━━━ Supplied passage ━━━

Sunday, September 16, 2012

Making tomato juice

The tomatoes in the garden are still producing fast and furious. I have been canning tomato juice, spaghetti sauce or bbq sauce at least twice a week. I will admit it can be a time consuming process, but in the end it is so worth it. Especially when the pipeliner is stirring up a batch of his spicy chili in the middle of winter. All he has to do is open up the pantry door, reach up and grab for a jar of homemade juice. One that has been specially seasoned just for his chili!

While the pipeliner was out pipelining this past Sunday, I worked on a batch of tomato juice with his chili in mind.

I washed off the all the tomatoes I had just gathered from the garden.
This variety of tomatoes are called Celebrity.
Most basic juice recipes call for peeled and cored tomatoes. The easiest way to do this is by putting your tomatoes into a pot of boiling water for 60 seconds.
Then immediately plunging them into a bowl filled with ice water.
                                             They peel right off! Just take your knife and cut out the core.
I also added 3 stalks of celery, 3 small onions, 4 purple peppers, 2 cayenne peppers and a couple of garlic cloves.I sprinkled a teaspoon of canning salt over the top. Then I poured a 1/2 cup of vinegar in as well. Those are yellow tomatoes in there. They were ones that didn't sell at Saturdays farmers market. Can't let any of those tomatoes go to waste!
                                         I have found my roaster is the best thing to mix and cook all of these veggies in.
I set the temperature at 300 F. -350 F. Cover and let the cooking begin!   Remember to stir things up every 15 minutes or so.   Depending how many tomatoes you have simmering away, it usually takes a good hour or so for all of the veggies to become tender. The smells inside of your kitchen will be heavenly!

When it is all simmered to a softened mixture it should look something like this: Lots of flavor filled juices filling the pan.

 Now is a good time to fill your water-bath pot full of water, then get it on your stove.  You want it to be at a full rolling boil by the time you get done pressing your mixture.

I use an old fashioned food press.  This also a great tool for making applesauce! Put the press over a pot big enough to hold all of the extracted juices.  With a large measuring cup just dump some of your veggie mix into the press and turn the crank.

━━━ Collected material ━━━

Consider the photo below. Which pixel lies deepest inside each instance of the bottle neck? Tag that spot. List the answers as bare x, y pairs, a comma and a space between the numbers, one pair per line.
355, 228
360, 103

━━━

#### Work to complete:
a - Answer these questions about the tomato juice post, one per line:
(i) What variety are the tomatoes from the garden?
(ii) How long do the tomatoes stay in boiling water before peeling?
(iii) At what temperature is the roaster set?
b - Carry on the tomato juice post from the point where it stops.
The data plays no part in this work.

#### Written responses:
a -
(i) Celebrity
(ii) 60 seconds
(iii) 300 F. to 350 F.

b -
When you have squeezed every last bit of juice out, return the pot of hot juice back on the stove. Bring it back to a simmer, then cover.
While that is simmering away, you want to get your jars ready.
Make sure you wash them along with the lids and bands in a very hot soapy bath.
My mother in law taught me a little trick to keep the jars hot before filling them. Heat your oven to 350F.  Line up your jars on a cookie sheet, then turn off the oven and pop the jars in to the preheated oven.
Your lids and bands should be in a separate pan of boiling water, waiting to be screwed on the jars.
Now comes the time to fill your jars.
Take the jars out of the oven a carefully ladle the hot juice into them. Make sure there  is no foam around the edges of the filled jars. If there is use a spoon to remove it.
Wipe the rims of the jars with a hot,wet, clean cloth. Carefully put on a hot lid, then screw on the bands. You may have to go back and re tighten each band.
Now you are ready to add the jars to your boiling pot of water.
Most canners have a metal jar holder. This makes it easier to lower your jars into the boiling water and then remove them later.
The water should cover each jar by an inch or so. Put the lid back on the pot. Bring your water back to a full rolling boil.
Quart jars should process for 30 - 40 minutes. Pint jars 25-30 minutes.
Carefully remove the cooked juice from your pot.
(Hey, they look the same as they did before I put them in the water!)
In the next hour or so you should hear a popping noise from each lid. That means they have sealed. If the lid hasn't sealed within the next 6 hours that jar of juice needs to be refrigerated and used within the next week.
A properly sealed lid doesn't pop back up after you poke the middle of it with your finger.
Make sure you label your jars with its contents and date as soon as it cools
Most canned tomato juice is usually good for 9 -12 months
I am sure there will be more jars of tomato mixtures added to the pantry closet in the weeks to come. Fingers crossed I can get the most out of my tomatoes before the first big frost hits! 


  1. Hi Liz, thank you so much for sharing your canned tomato juice at our Inspiration cafe Party! What a great share...awesome step by step recipe/tutorial! Pinning! This looks and sounds perfect for chili!

    1. I need to go back and write some recipes down from your party! Lots of great ones for sure! Thanks!

  2. What a great thing to have on hand. Home-canned tomatoes taste so much better than anything you can buy at the store! Love this.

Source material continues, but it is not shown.